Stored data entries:
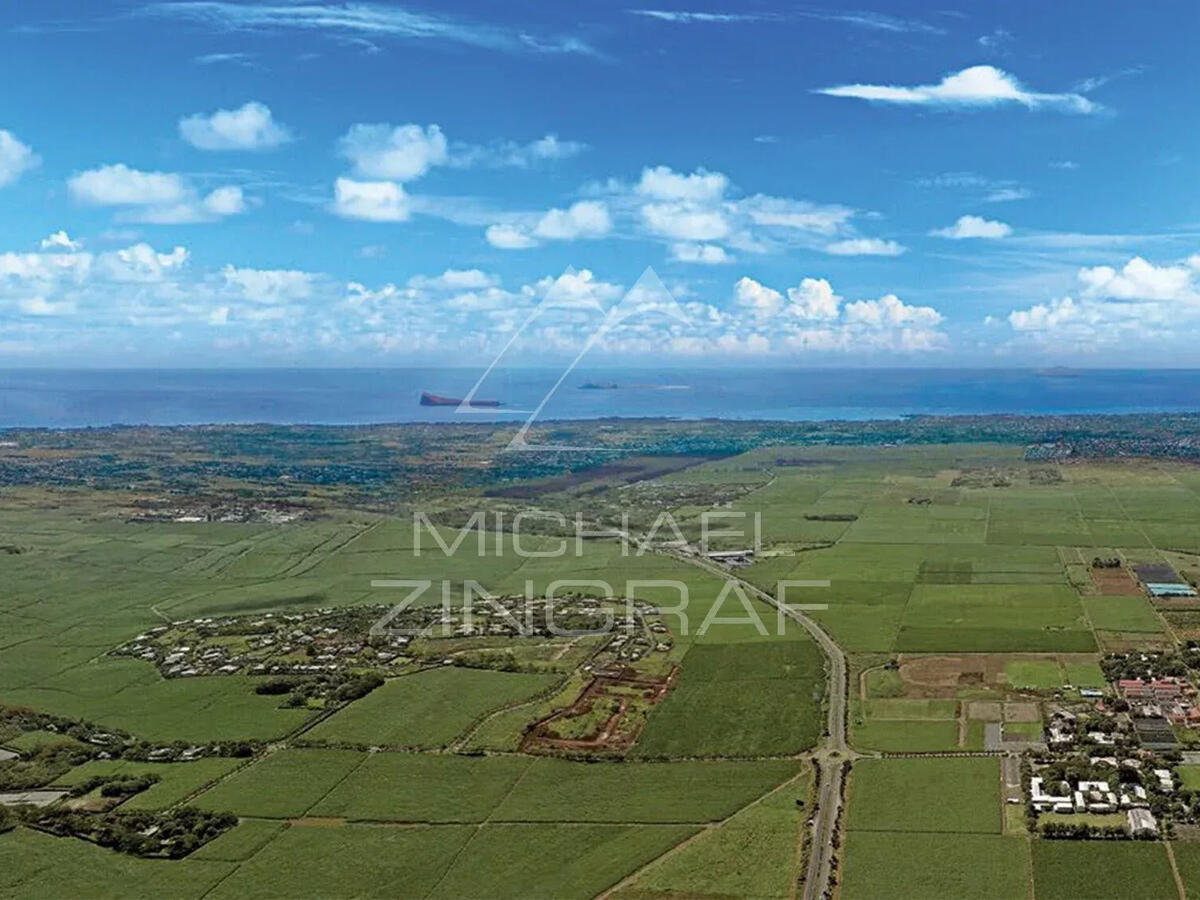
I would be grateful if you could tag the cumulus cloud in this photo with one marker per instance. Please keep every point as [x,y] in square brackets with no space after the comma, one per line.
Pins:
[701,253]
[371,201]
[586,219]
[154,197]
[397,154]
[249,127]
[510,154]
[1140,280]
[121,186]
[664,184]
[269,286]
[814,299]
[508,237]
[580,221]
[59,240]
[977,87]
[814,317]
[757,298]
[455,280]
[967,227]
[702,209]
[864,247]
[685,222]
[141,263]
[15,157]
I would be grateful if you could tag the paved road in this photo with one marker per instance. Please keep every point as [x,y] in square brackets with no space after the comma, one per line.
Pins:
[833,753]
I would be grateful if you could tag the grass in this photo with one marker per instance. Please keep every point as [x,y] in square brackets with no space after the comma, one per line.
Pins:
[559,791]
[406,787]
[709,713]
[351,862]
[283,785]
[901,736]
[1033,675]
[1085,675]
[177,779]
[994,618]
[36,865]
[241,841]
[755,853]
[915,796]
[934,867]
[1129,615]
[1102,870]
[552,862]
[1189,777]
[427,709]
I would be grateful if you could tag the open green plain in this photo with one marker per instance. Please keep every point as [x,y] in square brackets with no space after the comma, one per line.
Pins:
[421,789]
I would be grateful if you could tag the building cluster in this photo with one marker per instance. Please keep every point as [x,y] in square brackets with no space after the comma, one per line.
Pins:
[1170,697]
[321,641]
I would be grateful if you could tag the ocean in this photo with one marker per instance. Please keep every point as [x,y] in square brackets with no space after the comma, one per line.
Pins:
[282,396]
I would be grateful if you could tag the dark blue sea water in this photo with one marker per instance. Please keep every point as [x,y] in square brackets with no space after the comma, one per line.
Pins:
[58,399]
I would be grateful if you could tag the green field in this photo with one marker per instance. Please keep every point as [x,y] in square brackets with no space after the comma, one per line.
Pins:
[178,780]
[755,853]
[935,867]
[708,713]
[1102,870]
[930,795]
[557,791]
[285,785]
[419,789]
[427,709]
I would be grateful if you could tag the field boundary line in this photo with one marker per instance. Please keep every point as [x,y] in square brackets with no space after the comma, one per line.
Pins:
[479,828]
[1175,871]
[707,828]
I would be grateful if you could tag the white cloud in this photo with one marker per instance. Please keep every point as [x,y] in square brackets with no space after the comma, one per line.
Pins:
[141,263]
[701,253]
[586,219]
[371,201]
[41,306]
[690,18]
[781,213]
[154,197]
[891,312]
[971,88]
[507,237]
[1140,280]
[757,298]
[455,280]
[814,299]
[967,227]
[121,186]
[250,127]
[1045,317]
[59,240]
[397,154]
[361,21]
[269,286]
[663,184]
[509,154]
[226,202]
[864,247]
[685,222]
[15,157]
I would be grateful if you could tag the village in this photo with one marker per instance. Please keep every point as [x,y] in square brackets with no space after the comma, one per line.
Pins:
[381,639]
[1108,765]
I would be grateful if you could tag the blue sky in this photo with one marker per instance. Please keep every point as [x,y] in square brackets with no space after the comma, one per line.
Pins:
[327,184]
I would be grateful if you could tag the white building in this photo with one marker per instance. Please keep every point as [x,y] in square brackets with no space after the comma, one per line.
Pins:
[1140,821]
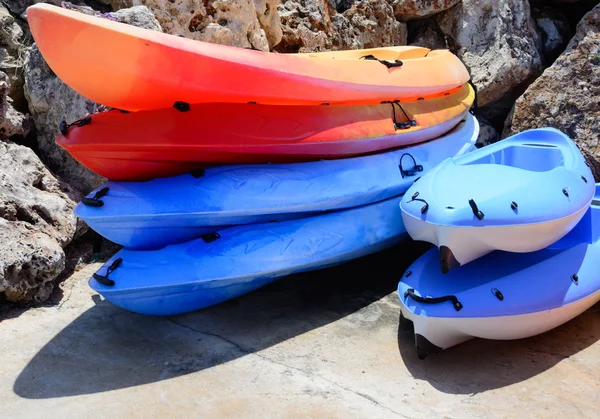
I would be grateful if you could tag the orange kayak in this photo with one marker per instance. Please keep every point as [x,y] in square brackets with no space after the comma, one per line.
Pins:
[148,144]
[131,68]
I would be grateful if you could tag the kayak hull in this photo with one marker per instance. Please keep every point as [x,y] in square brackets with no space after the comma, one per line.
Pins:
[131,68]
[197,274]
[152,214]
[145,145]
[519,195]
[503,295]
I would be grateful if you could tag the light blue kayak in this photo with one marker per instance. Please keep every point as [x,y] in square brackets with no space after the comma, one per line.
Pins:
[518,195]
[504,295]
[203,272]
[153,214]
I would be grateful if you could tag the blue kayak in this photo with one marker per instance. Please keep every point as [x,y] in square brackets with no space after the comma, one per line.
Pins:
[153,214]
[206,271]
[504,295]
[518,195]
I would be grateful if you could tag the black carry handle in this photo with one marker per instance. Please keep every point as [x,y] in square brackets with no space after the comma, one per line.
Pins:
[388,64]
[431,300]
[410,172]
[95,200]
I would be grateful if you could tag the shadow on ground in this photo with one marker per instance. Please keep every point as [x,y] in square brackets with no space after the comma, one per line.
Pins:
[107,348]
[480,365]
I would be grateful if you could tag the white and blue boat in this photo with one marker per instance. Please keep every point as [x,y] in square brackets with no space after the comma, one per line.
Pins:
[518,195]
[504,295]
[224,265]
[153,214]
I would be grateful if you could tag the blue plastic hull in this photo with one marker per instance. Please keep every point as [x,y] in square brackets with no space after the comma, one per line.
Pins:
[518,195]
[193,275]
[505,295]
[153,214]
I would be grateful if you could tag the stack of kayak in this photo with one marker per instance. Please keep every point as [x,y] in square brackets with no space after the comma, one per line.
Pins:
[230,168]
[517,232]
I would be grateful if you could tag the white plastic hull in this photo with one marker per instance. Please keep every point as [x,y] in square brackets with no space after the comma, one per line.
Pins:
[470,243]
[447,332]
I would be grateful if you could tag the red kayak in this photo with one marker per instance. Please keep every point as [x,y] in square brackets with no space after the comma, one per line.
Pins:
[148,144]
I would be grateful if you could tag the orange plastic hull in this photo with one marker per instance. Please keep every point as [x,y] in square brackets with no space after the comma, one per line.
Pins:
[130,68]
[148,144]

Problem details =
Which lines in the records above contain the string "orange"? Copy them.

Exercise response =
I would be grateful if you could tag the orange kayak in this photo with one marker per instance. Please keep every point as [x,y] in square brackets with no space after the comma, one per line.
I would be grateful if you could tag the orange plastic hull in this photo with one marker per instance. Please keep every point as [x,y] in square brackets with no space after the comma, one per line.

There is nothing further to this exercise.